== ASSIGNMENT 1 ==
Say whether each statement below agrees with the WHO-CoPanFlu passage, answering yes or no and quoting the words that decide it: (a) each partner's research modules are built around a cohort of 1000 households; (b) the households are to be followed for five years; (c) modeling will examine the virus's role in the first pandemic wave.
== ASSIGNMENT 2 ==
Answer these questions from the WHO-CoPanFlu passage:
(a) Which virus's emergence and pandemic spread form the context of the project?
(b) Which two infection parameters are named in parentheses?
(c) Besides clinical events being monitored, what will be collected during the follow-up period?
== ASSIGNMENT 3 ==
Resume the WHO-CoPanFlu passage after its final sentence.

== PASSAGE FOR REVIEW ==
******

An international multi-center research project : WHO-CoPanFlu
In the context of the current emergence of the swine-like influenza virus A (H1N1) and its pandemic spread, it is crucial to acquire knowledge on collective and individual determinants of viral infection risk, the factors associated with the variable clinical expression, the nature of the immune response, the effectiveness of preventative and therapeutic methods employed, the behavioral changes induced by the emergence of the virus, as well as the social and economic consequences of the pandemic.
The CoPanflu International Influenza project aims to identify, on an individual level, the epidemiological, immunological (including a genetic analysis) and virological determinants of the risk for infection by the H1N1 virus. The viral transmission pathways, the infection parameters (reproduction number, generation interval), degree of pre-existing immunity, and temporal dynamics of the virus, will be assessed. Modeling will be used to study the virus’s role in the context of the emerging second pandemic wave.
For each participating international partner, the project is composed of a set of research modules, all structured around a cohort of 1000 households to be followed over a period of two years, during which time clinical events will be actively monitored and biological samples will be collected.

******

== INPUT DATA ==
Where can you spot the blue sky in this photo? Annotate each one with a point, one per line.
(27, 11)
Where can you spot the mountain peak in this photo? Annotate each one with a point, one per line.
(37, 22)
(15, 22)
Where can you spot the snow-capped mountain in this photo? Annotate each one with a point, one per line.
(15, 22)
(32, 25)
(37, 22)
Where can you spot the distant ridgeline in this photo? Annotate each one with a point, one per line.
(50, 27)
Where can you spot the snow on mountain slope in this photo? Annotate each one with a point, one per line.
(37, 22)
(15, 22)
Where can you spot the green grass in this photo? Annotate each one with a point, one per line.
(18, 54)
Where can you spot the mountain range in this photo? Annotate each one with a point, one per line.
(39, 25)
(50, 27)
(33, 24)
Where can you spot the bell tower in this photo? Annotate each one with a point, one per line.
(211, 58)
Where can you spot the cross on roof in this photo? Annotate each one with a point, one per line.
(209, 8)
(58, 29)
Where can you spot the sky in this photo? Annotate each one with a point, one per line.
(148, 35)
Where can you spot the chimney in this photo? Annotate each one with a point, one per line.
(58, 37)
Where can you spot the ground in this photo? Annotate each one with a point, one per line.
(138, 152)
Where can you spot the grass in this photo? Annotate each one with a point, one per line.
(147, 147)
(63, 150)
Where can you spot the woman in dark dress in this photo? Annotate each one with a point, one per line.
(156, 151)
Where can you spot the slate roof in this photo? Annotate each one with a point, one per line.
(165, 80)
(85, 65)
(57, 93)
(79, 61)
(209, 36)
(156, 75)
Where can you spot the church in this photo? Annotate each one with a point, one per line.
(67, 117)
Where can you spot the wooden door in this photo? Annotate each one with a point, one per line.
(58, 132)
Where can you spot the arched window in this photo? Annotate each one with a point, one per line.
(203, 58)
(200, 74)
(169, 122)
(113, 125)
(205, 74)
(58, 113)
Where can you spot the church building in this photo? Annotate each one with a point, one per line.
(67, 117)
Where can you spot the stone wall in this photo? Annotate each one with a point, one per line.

******

== TASK ANSWER 1 ==
(a) Yes: "all structured around a cohort of 1000 households"
(b) No: "to be followed over a period of two years"
(c) No: "Modeling will be used to study the virus’s role in the context of the emerging second pandemic wave."

== TASK ANSWER 2 ==
(a) The swine-like influenza virus A (H1N1)
(b) Reproduction number and generation interval
(c) Biological samples

== TASK ANSWER 3 ==
- (1) An epidemiological module designed to measure the incidence and study the determinants of risk for influenza infection, taking into account the immune status of the individual and the environmental factors modulating the risk exposure ;
- (2) A virological module to study viral diversity and the evolutionary mechanisms of influenza viruses and the virus/immunity relationship;
- (3) A mathematical modeling module to study the necessary conditions for the occurrence of the second pandemic wave, which will also evaluate in silico the impact of various preventive measures.
- (4) An immunological/genetic module designed to explore the repertoire of cellular responses against influenza virus, including the search for host genes conferring susceptibility/resistance.
- (5) A social sciences and health economics module for the evaluation of the perception of pandemic risk, the behavioral changes induced, the micro-economic impact of the pandemic and the control measures deployed.
- (6) An environmental module aiming to characterize, within a sub-set of households, the environmental conditions associated with the transmission risk.
The CoPanFlu study, for which a core protocol is built, will eventually allow between-country/international comparisons of the pandemic’s burden, its epidemiology, and its social and economic consequences.
Training in humanitarian health and action
In addition to the work being carried out at the 3 sites mentioned above, the international and humanitarian centre contributes to the management of a 5-week specialization course in humanitarian health and action within the context of the EHESP Master’s in Public Health, which is intended to enable humanitarian workers to develop skills in public health.